• [Page excerpt]:
┌──
# Westernport overnight trip



## kingfisher111 (Jun 13, 2006)

Decided to head off for an overnight fish for Gummy sharks Friday lunchtime. Weather forcast was good, full moon was Wednesday, and a low tide at 8.45pm was perfect.
Ever notice how when you pack for an overnight trip, the amount of gear you need to take is also enough for a week! The plan was to head out from Jam Jerrop at 12.00pm, ferry all camping gear and surf rods to Sandy Pt French Island, drop it all off and then head off further down the bay for a fish. Managed to squeeze all and sundry into the Hobie and headed off. I knew Friday was going to be a bit of a tough paddle all afternoon as the tide was against me all day. The usual 35minute trip to Sandy Pt took just over 1 hr. After dropping the gear in the bushes the next leg down the bay was another 3.5 km slog into the rising tide. Got anchored in a promising spot an hour before the tide change and over the next 3 hours managed 1 gummy of 600mm and a large ray that took 30 mins to get to the kayak. 
You guessed it the trip back to Sandy Pt was into the now falling tide.Sunset over French Island was well worth all the effort.
After carting Hobart high and dry above the tide it was time to pitch camp gather firewood rig surf rods and cook a meal. Got fishing from the point by 7.00pm for an 8.45 low tide. The reason for the lowtide was to be able to access a nice deep channel from the shore.
Fished for 4 hours and managed 2 more Gummies, another in the 600mm range and 1 just on 1 metre. Decided to keep the metre one. Also managed to snag another large ray so in all was very pleased for my effort.
Up at 6.30 Sat morning to have breakfast and break camp before heading off back down towards Corinella for another session on the sharks. Managed 1 small school shark before heading back to the Island to repack for the trip home.
After heading off pushed a few kms up the Island towards home and fished for an hour or so in a fishy looking spot before finally turning back towards Jam Jerrop and ending a very enjoyable trip. Trip tally was 4 sharks, 3 returned to grow some more and 2 large rays, both returned. Steve.


----------



## Cid (Nov 14, 2005)

Great report Steve, and so true...an overnighter needs almost as much gear as a month long trip. Great photo of that sunset, too.

I've never caught a Gummy. What do they fight like?

cheers,
Cid


----------



## PoddyMullet (Aug 29, 2005)
└──
• [Prompt 1]:
In the Westernport trip report, explain why the low tide was wanted for the evening fishing from the point. Use one to three sentences.

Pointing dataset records
┌──
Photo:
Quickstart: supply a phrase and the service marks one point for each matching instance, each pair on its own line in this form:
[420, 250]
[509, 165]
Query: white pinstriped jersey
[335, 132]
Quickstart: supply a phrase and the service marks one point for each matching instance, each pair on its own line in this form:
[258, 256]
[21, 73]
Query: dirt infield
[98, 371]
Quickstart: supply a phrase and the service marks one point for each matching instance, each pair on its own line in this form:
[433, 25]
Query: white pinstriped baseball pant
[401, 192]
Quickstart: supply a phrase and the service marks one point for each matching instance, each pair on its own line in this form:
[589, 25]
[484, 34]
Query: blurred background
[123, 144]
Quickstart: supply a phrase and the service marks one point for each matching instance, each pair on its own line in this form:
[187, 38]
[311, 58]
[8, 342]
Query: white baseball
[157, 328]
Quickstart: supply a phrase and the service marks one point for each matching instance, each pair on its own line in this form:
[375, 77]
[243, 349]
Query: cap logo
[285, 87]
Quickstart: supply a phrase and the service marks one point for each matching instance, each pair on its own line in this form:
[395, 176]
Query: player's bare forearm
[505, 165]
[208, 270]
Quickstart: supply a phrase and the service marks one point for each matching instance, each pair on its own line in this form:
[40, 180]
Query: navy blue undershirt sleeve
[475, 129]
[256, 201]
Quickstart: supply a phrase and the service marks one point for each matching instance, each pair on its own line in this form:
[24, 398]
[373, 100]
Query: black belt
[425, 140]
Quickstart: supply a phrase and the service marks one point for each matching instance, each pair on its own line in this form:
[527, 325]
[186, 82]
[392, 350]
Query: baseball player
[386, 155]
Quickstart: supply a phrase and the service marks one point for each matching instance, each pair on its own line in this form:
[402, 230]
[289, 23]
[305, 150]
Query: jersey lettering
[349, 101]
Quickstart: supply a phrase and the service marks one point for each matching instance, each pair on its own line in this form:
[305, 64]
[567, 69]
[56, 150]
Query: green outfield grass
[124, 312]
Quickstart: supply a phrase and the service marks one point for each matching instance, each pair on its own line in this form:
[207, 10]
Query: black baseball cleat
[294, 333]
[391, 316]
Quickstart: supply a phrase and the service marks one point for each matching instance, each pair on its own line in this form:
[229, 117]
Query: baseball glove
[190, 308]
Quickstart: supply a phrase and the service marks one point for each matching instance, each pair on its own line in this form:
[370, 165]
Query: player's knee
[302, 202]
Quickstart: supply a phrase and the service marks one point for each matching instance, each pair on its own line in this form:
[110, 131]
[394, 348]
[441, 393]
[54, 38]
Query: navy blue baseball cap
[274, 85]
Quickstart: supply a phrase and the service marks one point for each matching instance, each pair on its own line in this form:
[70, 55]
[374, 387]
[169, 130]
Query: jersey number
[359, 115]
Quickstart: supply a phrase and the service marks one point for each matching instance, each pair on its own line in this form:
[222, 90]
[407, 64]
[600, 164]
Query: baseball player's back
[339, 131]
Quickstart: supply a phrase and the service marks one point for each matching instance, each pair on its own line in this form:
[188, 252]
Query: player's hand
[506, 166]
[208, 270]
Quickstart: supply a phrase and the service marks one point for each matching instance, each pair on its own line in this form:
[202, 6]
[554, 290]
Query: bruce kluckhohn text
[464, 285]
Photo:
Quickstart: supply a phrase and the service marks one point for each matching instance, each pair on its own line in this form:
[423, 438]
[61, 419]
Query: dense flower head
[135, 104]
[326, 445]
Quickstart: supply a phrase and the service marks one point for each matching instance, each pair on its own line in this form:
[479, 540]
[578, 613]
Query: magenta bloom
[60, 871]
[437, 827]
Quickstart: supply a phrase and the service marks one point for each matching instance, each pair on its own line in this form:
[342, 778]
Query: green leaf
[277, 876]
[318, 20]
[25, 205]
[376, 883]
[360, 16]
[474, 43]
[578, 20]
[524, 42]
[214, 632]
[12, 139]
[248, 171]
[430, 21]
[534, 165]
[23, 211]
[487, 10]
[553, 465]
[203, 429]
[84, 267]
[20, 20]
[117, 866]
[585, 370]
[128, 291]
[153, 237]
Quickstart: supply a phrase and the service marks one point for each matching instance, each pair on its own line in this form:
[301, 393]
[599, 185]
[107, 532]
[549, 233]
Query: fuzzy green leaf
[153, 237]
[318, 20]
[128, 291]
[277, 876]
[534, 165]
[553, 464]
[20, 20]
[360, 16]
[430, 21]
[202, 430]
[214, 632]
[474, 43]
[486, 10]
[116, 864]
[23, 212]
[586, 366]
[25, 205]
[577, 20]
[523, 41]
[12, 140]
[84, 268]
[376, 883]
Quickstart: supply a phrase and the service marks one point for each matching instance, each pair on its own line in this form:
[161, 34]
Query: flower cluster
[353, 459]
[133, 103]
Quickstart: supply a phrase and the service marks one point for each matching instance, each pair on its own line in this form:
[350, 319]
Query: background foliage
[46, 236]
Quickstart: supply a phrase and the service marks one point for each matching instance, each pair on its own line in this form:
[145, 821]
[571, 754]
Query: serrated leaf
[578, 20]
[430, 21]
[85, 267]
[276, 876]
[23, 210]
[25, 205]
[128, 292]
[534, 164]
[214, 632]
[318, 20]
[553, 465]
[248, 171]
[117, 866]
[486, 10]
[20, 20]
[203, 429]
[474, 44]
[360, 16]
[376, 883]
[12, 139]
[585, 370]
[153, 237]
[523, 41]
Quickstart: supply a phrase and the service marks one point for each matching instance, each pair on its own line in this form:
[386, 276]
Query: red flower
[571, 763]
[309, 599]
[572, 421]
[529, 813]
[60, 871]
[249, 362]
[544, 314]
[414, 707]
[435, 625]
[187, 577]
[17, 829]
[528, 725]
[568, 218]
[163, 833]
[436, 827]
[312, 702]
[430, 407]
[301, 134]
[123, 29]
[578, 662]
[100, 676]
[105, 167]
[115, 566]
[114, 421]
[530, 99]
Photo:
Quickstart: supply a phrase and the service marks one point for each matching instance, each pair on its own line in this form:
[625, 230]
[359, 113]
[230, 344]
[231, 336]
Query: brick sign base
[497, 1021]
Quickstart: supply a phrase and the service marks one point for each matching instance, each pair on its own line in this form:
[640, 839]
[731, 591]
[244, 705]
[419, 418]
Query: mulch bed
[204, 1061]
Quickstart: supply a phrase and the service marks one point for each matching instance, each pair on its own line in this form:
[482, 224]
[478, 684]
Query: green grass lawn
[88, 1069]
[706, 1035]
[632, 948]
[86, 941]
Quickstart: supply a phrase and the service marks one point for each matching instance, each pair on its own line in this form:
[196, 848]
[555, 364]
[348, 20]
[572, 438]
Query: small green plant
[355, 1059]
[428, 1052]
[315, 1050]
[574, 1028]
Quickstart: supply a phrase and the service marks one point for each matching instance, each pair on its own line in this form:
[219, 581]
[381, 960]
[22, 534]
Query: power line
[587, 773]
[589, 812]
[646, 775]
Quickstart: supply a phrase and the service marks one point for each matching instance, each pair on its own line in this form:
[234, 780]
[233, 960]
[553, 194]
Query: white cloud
└──
• [Prompt 2]:
Pull out every line of the entries that contains the word "background", treating case as significant.

• [Written answer 1]:
The low tide made it possible to reach a nice deep channel from the shore.

• [Written answer 2]:
Query: blurred background
Query: background foliage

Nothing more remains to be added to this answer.